• [Supplied data]:
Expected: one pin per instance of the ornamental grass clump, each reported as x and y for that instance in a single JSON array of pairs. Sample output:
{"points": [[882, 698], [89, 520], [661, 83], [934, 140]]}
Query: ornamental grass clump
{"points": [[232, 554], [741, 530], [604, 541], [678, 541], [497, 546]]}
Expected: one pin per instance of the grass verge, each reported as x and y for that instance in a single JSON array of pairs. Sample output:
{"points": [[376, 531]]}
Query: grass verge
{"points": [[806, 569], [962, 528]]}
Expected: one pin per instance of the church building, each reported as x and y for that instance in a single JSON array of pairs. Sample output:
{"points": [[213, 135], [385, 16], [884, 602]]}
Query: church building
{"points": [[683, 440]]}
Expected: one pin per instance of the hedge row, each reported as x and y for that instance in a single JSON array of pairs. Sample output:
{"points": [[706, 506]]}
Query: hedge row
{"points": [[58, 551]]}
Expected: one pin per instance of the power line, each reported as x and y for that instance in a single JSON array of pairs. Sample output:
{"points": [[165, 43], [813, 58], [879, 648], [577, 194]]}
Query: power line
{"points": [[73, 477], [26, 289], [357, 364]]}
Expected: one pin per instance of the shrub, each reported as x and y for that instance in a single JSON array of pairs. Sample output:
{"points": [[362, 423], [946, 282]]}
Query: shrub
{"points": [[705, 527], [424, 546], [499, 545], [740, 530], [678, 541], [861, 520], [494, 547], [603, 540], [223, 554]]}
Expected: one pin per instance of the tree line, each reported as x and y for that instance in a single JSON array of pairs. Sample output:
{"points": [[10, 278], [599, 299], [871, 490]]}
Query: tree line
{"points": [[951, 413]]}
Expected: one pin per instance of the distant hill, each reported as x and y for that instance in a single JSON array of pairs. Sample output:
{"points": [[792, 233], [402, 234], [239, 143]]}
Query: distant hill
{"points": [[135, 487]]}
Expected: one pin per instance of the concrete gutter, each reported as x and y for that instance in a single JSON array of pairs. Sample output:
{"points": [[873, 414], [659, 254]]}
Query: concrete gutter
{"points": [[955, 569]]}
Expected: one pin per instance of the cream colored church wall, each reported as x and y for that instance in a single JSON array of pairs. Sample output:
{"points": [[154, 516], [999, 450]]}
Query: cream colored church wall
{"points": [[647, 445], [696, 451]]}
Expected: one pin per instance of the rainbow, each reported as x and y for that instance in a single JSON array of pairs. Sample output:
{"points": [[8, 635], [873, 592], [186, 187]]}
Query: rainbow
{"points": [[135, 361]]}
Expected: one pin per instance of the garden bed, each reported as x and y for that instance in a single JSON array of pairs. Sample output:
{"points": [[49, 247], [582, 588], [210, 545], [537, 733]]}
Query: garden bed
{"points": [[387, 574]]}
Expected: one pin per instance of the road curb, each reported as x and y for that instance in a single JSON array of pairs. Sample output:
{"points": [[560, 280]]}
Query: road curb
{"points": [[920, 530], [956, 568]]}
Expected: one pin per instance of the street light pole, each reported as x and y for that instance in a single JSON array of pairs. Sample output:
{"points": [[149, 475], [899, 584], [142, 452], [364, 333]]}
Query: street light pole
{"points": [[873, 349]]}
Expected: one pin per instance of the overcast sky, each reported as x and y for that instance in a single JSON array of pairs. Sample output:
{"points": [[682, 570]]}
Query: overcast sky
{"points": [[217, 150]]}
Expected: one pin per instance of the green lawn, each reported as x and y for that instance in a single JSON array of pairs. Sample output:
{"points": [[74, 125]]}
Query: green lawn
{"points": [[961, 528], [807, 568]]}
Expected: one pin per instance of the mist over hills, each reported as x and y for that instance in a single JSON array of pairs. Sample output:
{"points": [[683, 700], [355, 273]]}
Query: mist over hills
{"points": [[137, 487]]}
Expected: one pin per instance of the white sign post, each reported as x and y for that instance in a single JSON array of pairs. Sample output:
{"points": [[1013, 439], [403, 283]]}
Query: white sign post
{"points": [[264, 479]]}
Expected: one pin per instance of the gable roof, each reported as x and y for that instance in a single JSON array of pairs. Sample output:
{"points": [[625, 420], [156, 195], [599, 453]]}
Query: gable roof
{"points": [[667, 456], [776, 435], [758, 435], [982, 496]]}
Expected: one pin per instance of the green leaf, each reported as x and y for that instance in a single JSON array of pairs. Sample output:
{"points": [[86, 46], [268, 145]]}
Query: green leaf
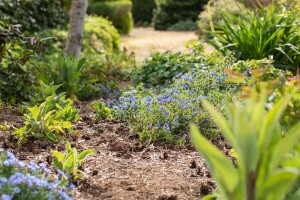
{"points": [[219, 165], [60, 157], [284, 146], [84, 154]]}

• [Problem statement]:
Copy exactly the lines that begin at the one containing "Query: overcast sky" and end at the last line of the records, both included, omitting the pictures.

• [Result of this exercise]:
Query: overcast sky
{"points": [[217, 150]]}
Expected: one pin per instance of the green lawn, each reported as x and y for that instance in a single JSON array of pairs. Sample output:
{"points": [[74, 125]]}
Query: green lawn
{"points": [[961, 528], [807, 568]]}
Expected: one pin per instance of the mist over hills, each reported as x and y for that instance in a single JSON array of pairs. Sample output:
{"points": [[683, 700], [355, 273]]}
Query: mist over hills
{"points": [[137, 487]]}
Expected: one pin per instance of the white sign post, each reported as x and y for that instance in a single JSON array of pairs. Sample output:
{"points": [[1013, 439], [403, 283]]}
Query: white sign post
{"points": [[264, 479]]}
Expected: one pin per instance of the gable roof, each reported as x and y for that instance in a single JSON array of pairs. Sample output:
{"points": [[625, 420], [156, 195], [599, 453]]}
Query: gable roof
{"points": [[667, 456], [776, 435], [758, 435], [982, 496]]}
Expected: one pin per instance of the green leaf, each reported as x and y for that instance in a single JSON array of pairs. Sample output:
{"points": [[86, 46], [268, 145]]}
Query: green leaf
{"points": [[219, 165], [60, 157], [284, 146], [84, 154]]}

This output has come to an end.